→ **WHAT IS NEEDED**: Can you write out, word for word, everything in the family essay below from "I know my real" down to "was the pedestrian."?
# SELECTED PASSAGE start
So. I’m 41 years old. And yesterday my paradigm totally shifted. This is not about writing. This is about family, and yearnings that go back nearly 40 years. But first, some background:
I was born in 1971. My parents divorced shortly after I was born, though they maintained some kind of relationship. The last time I saw my dad was in 1973. I have no memory of him at all. I grew up knowing his name, and that was it.
My mother died in 1977. I was adopted by friends of the family. Those people did their best, but their best wasn’t much. They divorced in 1982, and she sank, due to an illness that eventually killed her, into abusive behaviors. I grew up being yelled at, beaten, and told that I was worthless. I was told my mother had been a prostitute who dropped me on a street corner and called my adopted mom to come take me. I was told she died of a drug overdose. I was told my father was a murderer. All lies, as I discovered when the State removed me from that home and gave me into the care of my mother’s sister again when I was fifteen.
I know my real mom wasn’t a saint. She was a pothead, and a bad mother. I spent most of my first five years living with my grandmother and aunt and, after grandma died too young in 1975, with those “friends of the family.” But she was no prostitute. She didn’t throw me away; she loved me fiercely, which is why she allowed me to live with those others–she knew what she was. And she didn’t die of an overdose; she died of a heart attack from morbid obesity and the same heart condition that killed my grandmother–a heart condition I seem to have escaped, if my cardiologist is right.
And my father was no murderer. But he was a meth addict, and I never saw him again. He died in 1993, just as he was cleaning his life up, victim of a stupid vehicle vs. pedestrian accident in which he was the pedestrian.
# SELECTED PASSAGE end
# RECORDED DATA start
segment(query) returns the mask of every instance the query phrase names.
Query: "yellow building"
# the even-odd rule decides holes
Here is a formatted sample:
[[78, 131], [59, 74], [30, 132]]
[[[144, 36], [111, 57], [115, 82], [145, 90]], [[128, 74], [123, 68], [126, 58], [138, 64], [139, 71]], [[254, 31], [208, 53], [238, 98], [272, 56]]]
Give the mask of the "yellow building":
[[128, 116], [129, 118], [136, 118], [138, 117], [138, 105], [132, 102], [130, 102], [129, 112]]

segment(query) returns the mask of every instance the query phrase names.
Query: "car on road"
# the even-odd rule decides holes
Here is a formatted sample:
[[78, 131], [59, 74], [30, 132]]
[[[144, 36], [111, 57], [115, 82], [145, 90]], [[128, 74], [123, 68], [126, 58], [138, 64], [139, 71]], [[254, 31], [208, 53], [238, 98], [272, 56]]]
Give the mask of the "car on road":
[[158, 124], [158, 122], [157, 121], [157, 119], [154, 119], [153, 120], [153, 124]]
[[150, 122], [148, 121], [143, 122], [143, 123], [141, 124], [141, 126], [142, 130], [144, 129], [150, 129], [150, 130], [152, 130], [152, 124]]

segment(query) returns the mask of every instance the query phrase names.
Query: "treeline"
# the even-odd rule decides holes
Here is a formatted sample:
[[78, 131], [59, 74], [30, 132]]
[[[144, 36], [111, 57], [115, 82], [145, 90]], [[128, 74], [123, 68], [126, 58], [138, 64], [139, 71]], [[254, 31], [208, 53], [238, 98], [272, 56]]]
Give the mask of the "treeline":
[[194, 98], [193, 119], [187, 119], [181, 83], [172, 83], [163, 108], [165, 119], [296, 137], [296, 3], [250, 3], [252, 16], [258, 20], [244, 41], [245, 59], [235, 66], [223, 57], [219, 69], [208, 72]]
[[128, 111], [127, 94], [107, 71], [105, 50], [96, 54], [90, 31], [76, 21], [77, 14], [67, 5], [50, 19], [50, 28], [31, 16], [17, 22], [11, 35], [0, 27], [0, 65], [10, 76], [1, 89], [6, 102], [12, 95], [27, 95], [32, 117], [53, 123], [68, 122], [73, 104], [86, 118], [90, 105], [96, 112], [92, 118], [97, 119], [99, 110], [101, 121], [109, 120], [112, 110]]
# RECORDED DATA end
→ **SOLVED EXERCISE**:
I know my real mom wasn’t a saint. She was a pothead, and a bad mother. I spent most of my first five years living with my grandmother and aunt and, after grandma died too young in 1975, with those “friends of the family.” But she was no prostitute. She didn’t throw me away; she loved me fiercely, which is why she allowed me to live with those others–she knew what she was. And she didn’t die of an overdose; she died of a heart attack from morbid obesity and the same heart condition that killed my grandmother–a heart condition I seem to have escaped, if my cardiologist is right.
And my father was no murderer. But he was a meth addict, and I never saw him again. He died in 1993, just as he was cleaning his life up, victim of a stupid vehicle vs. pedestrian accident in which he was the pedestrian.